- _TASK INSTRUCTIONS_:
In the records below, find the line containing "Question. For each instance of the house wall"; give it again exactly, along with every line that follows, and nothing else.

- _Records contained in a dataset_:

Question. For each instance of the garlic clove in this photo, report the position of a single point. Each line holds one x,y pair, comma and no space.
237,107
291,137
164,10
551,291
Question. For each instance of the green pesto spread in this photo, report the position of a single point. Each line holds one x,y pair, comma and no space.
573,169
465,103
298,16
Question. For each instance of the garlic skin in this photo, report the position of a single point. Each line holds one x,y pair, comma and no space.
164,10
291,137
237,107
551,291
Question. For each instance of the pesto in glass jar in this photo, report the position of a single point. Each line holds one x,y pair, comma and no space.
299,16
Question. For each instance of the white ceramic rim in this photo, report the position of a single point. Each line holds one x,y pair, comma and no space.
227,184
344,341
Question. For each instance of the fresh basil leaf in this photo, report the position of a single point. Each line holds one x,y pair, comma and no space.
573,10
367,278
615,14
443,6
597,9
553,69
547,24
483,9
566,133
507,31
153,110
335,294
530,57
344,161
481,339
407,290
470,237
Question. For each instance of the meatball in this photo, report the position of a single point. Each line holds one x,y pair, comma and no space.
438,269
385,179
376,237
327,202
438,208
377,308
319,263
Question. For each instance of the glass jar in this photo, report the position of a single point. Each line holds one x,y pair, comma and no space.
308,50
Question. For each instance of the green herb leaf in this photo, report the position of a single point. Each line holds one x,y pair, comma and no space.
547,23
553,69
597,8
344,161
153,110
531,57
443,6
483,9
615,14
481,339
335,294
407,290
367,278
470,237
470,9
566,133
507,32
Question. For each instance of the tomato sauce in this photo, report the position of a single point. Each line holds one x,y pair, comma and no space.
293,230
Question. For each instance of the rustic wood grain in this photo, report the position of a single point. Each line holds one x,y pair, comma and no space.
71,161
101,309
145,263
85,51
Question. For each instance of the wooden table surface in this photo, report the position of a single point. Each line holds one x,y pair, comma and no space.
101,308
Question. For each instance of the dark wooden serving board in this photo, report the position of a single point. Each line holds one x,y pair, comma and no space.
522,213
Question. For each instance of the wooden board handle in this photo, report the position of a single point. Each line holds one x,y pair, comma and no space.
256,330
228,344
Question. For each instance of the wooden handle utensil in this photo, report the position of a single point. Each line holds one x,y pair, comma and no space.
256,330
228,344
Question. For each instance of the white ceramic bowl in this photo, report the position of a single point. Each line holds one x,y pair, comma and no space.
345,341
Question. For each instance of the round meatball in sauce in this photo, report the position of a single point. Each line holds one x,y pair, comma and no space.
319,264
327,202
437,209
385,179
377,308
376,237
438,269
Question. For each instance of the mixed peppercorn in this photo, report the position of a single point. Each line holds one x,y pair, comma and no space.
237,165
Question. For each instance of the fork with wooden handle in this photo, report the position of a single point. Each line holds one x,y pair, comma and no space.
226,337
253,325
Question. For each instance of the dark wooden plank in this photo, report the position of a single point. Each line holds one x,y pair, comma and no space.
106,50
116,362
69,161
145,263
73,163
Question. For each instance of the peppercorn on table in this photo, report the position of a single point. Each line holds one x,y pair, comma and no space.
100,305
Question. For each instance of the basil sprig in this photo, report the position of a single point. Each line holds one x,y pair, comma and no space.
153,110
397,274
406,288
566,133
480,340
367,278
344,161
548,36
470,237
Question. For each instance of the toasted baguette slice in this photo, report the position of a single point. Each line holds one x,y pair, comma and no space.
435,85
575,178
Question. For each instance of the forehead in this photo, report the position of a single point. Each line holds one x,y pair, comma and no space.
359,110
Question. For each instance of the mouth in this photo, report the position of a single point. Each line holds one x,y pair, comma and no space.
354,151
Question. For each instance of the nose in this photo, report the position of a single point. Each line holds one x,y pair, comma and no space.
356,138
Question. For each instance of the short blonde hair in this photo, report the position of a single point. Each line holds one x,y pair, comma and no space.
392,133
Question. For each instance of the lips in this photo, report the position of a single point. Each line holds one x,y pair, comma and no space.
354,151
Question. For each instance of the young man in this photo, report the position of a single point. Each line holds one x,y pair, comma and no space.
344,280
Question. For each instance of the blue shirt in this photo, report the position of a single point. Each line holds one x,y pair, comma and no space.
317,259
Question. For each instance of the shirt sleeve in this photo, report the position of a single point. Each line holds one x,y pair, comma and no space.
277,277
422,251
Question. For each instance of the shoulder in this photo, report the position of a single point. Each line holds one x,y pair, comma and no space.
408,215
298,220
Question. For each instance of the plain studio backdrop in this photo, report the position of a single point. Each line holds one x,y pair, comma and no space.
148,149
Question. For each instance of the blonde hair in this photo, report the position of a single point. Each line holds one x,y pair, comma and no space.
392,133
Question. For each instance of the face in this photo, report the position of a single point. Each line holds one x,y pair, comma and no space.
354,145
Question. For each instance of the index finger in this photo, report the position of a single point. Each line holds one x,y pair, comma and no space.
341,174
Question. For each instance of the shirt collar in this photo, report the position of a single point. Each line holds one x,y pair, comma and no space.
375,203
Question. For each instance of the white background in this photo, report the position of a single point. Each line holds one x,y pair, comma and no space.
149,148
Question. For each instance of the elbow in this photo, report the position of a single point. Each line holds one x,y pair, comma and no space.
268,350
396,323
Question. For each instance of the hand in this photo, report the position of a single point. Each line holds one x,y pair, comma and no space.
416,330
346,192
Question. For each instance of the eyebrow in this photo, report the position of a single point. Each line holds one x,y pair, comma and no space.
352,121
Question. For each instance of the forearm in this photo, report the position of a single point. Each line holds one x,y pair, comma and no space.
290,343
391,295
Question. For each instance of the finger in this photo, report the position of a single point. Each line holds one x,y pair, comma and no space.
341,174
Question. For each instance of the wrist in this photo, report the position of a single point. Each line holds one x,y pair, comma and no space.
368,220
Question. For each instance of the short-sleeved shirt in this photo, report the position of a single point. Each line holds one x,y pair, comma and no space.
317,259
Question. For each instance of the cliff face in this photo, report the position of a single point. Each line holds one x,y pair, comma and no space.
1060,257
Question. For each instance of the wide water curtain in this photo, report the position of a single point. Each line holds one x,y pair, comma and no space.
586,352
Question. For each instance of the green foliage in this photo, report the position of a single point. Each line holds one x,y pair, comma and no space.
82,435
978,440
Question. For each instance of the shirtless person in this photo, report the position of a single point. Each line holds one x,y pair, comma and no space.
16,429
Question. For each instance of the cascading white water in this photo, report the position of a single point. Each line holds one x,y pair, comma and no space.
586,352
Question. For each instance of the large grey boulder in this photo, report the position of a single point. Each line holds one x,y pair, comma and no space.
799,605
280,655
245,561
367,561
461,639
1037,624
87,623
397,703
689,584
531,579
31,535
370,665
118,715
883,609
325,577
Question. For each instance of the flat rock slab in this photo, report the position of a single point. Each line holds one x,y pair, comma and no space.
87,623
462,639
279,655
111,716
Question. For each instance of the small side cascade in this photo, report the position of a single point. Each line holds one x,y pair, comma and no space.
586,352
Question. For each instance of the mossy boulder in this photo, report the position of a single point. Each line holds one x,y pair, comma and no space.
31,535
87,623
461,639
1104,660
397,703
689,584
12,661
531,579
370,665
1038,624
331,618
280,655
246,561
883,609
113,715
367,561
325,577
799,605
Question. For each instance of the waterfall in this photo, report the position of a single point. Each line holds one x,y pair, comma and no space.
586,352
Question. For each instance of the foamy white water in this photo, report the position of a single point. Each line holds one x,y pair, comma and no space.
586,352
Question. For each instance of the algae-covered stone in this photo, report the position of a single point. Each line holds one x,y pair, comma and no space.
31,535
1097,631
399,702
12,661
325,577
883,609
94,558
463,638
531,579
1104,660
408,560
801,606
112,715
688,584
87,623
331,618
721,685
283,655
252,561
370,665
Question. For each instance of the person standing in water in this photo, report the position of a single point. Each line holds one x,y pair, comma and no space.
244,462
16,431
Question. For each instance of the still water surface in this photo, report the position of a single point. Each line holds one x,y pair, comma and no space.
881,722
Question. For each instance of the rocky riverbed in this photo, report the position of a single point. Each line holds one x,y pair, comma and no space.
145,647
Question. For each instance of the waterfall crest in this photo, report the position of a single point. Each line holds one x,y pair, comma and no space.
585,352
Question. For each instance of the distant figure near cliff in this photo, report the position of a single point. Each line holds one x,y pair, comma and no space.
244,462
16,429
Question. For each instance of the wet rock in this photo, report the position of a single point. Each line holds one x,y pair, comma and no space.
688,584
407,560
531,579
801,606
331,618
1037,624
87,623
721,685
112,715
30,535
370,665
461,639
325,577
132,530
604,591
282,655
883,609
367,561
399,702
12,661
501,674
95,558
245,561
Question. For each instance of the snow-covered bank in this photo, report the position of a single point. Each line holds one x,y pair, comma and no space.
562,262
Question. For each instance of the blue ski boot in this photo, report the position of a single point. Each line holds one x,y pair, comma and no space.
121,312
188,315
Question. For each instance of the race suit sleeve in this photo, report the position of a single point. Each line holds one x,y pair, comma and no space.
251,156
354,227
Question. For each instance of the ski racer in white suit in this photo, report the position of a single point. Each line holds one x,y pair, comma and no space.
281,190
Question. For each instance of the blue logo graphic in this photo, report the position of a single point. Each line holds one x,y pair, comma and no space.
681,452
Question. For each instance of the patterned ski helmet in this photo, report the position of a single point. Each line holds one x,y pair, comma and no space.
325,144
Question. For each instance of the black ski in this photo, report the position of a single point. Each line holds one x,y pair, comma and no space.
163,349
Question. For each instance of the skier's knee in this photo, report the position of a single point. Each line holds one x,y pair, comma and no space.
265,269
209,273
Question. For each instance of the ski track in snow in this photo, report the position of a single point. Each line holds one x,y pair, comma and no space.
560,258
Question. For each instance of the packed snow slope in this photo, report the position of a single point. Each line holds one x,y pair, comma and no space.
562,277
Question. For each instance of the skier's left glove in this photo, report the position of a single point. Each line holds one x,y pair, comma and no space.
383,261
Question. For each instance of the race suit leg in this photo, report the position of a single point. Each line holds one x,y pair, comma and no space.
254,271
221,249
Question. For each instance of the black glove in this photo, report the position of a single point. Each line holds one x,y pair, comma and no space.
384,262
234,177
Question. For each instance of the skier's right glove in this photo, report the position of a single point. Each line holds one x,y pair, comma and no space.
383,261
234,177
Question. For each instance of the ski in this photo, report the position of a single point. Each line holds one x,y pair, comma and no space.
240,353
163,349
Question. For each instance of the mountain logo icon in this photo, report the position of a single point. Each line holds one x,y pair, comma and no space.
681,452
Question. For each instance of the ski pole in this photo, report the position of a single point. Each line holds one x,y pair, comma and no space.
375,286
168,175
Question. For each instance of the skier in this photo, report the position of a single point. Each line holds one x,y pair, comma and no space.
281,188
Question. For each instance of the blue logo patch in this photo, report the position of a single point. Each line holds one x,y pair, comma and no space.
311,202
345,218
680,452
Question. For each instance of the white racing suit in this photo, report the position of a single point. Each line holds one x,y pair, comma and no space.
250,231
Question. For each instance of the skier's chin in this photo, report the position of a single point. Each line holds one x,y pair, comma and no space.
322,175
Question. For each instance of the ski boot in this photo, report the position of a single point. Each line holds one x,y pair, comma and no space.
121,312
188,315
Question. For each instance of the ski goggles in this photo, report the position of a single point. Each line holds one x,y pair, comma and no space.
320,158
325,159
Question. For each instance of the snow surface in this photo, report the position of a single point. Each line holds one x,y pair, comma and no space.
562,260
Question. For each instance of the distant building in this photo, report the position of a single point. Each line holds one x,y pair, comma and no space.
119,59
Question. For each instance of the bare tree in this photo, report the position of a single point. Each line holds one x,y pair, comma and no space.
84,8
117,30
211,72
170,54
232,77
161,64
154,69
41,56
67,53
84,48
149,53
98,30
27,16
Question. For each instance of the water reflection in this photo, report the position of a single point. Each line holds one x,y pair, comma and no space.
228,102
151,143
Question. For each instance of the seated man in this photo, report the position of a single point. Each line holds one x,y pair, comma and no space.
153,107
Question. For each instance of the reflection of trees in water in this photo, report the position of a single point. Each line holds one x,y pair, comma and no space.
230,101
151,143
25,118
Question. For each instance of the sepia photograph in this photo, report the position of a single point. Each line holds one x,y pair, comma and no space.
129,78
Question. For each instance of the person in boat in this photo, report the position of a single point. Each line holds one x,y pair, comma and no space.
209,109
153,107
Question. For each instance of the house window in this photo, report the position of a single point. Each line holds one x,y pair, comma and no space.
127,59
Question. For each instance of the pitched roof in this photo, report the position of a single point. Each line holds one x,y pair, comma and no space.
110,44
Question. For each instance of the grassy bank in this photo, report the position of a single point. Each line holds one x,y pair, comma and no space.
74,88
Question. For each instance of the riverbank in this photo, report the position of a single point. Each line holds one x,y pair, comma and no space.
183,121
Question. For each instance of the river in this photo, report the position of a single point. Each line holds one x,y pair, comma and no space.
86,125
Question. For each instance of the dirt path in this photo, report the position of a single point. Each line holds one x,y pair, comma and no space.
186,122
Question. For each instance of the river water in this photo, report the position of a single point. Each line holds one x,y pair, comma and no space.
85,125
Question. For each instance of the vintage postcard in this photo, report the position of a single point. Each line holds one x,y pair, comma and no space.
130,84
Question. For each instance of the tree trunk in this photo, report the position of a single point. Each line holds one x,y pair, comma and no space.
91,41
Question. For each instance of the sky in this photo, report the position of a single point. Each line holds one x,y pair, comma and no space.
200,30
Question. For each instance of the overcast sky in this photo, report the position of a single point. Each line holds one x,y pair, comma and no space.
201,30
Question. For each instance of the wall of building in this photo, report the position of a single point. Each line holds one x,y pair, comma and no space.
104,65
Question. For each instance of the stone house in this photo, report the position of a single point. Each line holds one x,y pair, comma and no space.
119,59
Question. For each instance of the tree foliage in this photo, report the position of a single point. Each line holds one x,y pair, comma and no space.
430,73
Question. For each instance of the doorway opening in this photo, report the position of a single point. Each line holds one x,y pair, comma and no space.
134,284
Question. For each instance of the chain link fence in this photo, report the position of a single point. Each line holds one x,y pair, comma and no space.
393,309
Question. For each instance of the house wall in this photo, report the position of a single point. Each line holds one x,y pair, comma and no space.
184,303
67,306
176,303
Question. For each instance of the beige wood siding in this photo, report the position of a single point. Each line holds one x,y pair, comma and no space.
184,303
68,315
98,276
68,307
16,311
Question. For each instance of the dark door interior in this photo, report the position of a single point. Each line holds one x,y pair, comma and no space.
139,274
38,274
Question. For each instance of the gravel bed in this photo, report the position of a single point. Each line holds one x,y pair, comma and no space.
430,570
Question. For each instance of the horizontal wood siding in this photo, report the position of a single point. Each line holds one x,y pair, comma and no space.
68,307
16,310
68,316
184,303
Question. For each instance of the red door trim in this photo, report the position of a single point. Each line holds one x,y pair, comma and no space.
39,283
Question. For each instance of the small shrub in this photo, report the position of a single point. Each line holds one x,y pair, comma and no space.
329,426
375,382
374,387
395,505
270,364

- _FINISHED ANSWER_:
Question. For each instance of the house wall in this photo, report the position of a single point. Each line holds one x,y pair, comma and no space.
184,303
67,306
176,303
Question. For each instance of the beige wood siding in this photo, report the position of a single point. Each line holds one x,y pair, comma and no space.
184,303
68,315
98,276
68,307
16,311
Question. For each instance of the dark door interior in this photo, report the position of a single point. Each line holds one x,y pair, comma and no space.
139,274
38,274
Question. For each instance of the gravel bed in this photo, report the position of a single point. Each line holds one x,y pair, comma and no space.
430,570
Question. For each instance of the horizontal wood siding in this photo, report the position of a single point. Each line holds one x,y pair, comma and no space.
68,307
16,310
68,316
184,303
Question. For each instance of the red door trim in this photo, report the position of a single point. Each line holds one x,y pair, comma and no space.
39,283
Question. For each instance of the small shrub in this photo, report the position of a single point. Each line holds one x,y pair, comma and no space.
329,426
375,382
374,387
395,505
270,364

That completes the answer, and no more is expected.